→ Challenge
Count the lines in the items below that contain the string "bush", and state only that number.

───── Records for the task

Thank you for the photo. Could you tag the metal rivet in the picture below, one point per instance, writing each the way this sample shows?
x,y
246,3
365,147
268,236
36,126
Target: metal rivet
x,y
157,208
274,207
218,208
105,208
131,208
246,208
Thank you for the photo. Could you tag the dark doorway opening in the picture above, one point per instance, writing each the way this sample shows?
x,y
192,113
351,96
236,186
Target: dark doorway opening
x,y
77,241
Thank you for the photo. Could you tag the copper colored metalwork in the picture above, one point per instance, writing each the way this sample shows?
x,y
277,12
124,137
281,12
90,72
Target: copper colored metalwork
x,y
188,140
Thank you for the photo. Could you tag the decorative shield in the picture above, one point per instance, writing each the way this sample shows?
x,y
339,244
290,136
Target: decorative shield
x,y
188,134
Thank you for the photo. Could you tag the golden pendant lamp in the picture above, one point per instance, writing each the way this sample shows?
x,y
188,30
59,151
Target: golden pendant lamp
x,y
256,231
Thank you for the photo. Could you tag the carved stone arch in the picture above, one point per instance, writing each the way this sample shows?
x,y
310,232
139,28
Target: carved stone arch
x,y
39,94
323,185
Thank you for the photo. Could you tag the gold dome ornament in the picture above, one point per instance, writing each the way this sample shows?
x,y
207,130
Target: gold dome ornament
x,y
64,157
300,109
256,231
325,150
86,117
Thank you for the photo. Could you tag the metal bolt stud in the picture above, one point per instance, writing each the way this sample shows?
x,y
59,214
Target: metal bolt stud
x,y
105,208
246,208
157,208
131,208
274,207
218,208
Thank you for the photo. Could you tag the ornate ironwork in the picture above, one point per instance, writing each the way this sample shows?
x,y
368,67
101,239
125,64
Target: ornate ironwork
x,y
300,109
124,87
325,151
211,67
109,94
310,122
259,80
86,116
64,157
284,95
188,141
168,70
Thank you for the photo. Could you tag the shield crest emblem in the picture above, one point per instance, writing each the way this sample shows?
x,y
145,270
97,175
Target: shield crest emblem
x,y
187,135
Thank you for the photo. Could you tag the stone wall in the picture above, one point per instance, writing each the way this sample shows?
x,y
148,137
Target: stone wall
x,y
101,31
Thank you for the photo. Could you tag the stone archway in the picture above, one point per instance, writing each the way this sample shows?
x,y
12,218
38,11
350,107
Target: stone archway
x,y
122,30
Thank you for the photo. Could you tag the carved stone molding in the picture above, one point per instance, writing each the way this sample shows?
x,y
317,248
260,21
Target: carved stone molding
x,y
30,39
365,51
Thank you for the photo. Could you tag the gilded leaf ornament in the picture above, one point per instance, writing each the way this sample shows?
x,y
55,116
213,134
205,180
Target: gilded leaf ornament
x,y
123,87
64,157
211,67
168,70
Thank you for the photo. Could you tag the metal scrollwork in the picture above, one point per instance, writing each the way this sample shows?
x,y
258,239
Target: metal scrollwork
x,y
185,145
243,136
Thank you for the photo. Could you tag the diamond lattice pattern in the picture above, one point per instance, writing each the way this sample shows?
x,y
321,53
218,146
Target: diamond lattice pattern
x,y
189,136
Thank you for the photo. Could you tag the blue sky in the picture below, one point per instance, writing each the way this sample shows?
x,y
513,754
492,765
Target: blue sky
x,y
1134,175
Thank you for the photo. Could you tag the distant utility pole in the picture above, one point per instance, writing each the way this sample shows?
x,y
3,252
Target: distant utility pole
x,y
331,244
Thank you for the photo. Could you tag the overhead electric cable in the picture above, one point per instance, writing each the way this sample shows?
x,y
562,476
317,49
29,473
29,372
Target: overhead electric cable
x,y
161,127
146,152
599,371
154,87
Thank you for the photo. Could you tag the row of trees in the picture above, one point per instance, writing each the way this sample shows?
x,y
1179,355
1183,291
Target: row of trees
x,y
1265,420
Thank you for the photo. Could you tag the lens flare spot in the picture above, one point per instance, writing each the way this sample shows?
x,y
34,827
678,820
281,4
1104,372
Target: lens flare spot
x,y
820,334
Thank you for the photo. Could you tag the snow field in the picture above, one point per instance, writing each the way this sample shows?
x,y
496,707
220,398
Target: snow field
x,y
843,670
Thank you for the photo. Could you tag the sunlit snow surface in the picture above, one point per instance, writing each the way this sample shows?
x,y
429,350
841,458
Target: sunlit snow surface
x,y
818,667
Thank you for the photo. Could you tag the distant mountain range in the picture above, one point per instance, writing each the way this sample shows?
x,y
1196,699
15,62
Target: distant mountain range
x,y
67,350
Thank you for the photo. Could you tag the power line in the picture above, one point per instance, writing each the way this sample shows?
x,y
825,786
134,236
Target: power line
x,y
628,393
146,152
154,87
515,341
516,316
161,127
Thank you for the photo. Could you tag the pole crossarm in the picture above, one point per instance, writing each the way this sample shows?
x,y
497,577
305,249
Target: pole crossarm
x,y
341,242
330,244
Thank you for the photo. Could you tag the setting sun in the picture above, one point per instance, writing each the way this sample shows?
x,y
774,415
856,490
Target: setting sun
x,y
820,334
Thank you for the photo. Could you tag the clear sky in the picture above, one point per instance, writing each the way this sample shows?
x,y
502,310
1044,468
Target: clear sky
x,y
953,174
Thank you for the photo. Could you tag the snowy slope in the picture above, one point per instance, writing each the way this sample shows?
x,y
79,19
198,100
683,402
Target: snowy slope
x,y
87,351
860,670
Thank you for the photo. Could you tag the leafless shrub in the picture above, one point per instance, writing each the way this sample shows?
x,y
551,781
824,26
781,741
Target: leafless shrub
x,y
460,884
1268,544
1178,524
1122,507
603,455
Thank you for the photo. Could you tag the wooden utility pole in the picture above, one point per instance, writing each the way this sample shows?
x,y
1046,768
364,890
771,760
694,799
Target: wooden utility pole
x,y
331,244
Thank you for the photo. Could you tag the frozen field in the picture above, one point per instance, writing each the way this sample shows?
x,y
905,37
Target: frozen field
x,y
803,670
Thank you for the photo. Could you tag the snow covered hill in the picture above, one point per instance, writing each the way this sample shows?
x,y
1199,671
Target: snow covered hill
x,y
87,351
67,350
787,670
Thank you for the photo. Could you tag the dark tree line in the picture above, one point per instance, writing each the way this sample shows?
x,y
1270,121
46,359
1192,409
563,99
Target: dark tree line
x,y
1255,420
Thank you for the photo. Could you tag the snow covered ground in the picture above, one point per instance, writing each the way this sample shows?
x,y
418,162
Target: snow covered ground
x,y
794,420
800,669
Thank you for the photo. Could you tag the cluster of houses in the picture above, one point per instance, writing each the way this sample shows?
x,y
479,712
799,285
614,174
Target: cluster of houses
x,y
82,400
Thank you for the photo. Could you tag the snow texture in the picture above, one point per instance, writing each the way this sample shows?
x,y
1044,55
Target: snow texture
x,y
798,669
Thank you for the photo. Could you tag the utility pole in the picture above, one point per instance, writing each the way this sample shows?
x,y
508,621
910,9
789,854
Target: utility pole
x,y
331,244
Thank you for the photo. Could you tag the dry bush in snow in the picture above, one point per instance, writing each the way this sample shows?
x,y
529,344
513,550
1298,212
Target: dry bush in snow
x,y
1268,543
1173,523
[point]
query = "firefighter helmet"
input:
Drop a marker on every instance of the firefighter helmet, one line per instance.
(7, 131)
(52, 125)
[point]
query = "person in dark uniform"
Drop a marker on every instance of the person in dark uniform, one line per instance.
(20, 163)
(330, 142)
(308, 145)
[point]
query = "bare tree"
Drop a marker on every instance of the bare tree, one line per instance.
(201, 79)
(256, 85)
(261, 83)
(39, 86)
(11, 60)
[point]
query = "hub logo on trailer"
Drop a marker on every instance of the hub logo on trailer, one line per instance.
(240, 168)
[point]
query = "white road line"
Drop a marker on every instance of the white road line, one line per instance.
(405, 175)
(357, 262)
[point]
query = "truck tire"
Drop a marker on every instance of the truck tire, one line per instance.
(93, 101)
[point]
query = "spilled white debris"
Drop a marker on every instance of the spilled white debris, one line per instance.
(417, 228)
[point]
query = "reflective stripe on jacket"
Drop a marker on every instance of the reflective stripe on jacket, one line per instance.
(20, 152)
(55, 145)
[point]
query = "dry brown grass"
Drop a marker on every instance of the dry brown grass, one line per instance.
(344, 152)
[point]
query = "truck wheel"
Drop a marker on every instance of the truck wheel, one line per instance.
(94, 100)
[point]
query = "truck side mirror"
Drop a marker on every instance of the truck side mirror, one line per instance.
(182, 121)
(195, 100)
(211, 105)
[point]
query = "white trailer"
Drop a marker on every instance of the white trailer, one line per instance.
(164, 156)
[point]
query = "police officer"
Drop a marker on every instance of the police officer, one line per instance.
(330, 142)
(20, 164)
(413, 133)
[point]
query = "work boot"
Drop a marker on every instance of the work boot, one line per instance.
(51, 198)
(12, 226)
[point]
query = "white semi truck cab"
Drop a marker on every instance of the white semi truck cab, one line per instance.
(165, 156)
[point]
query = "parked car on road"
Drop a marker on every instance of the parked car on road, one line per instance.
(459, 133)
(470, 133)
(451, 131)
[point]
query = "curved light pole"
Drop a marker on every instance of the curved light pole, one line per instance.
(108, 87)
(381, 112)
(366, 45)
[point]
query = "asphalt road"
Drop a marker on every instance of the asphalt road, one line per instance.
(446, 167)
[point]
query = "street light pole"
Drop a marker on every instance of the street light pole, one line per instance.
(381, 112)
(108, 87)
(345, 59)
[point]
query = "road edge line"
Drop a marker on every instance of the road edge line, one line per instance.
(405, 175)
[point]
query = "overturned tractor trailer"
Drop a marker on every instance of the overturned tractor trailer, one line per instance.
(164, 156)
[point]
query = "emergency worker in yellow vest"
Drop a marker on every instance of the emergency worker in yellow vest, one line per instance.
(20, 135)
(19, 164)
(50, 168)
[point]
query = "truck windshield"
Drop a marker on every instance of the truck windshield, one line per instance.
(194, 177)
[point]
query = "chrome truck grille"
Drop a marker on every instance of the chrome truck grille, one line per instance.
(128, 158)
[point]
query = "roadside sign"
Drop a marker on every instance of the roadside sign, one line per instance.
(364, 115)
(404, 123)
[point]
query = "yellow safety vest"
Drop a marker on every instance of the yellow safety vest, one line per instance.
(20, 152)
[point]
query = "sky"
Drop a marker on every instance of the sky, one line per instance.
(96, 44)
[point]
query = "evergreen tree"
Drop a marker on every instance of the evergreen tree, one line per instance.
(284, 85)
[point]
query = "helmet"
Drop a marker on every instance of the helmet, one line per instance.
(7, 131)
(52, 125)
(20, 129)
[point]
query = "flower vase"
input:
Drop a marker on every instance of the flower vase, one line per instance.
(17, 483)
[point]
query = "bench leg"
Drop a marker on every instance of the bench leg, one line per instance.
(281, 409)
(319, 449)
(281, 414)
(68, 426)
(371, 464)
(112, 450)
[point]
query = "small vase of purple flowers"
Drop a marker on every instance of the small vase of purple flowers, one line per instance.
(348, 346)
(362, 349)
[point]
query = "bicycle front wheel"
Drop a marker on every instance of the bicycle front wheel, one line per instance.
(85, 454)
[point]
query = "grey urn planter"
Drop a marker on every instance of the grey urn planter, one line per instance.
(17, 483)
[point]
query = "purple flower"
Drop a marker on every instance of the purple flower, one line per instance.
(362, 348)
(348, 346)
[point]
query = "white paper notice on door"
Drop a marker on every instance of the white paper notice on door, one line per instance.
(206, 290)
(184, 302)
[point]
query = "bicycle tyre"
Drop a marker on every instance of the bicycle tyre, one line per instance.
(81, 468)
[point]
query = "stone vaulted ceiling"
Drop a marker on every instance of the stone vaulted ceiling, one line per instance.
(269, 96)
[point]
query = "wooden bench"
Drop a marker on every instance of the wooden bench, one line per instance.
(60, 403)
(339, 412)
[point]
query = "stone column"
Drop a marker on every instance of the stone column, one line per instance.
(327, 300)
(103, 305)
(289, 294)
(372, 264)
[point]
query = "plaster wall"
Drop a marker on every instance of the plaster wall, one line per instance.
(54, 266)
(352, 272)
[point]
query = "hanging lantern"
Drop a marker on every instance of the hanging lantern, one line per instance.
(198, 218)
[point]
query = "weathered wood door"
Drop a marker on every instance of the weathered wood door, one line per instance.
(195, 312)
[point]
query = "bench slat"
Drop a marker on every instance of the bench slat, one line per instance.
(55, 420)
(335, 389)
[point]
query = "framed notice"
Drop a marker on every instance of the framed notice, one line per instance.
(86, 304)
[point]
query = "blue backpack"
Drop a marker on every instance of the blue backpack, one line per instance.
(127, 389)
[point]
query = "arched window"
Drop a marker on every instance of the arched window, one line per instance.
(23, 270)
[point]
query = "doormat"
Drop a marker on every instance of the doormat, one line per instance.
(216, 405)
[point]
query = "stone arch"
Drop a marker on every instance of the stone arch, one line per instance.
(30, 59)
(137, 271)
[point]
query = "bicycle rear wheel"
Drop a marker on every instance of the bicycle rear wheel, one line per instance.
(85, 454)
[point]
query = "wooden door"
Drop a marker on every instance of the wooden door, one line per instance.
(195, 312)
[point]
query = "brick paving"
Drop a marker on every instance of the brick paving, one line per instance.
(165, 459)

──────────

→ Result of this task
2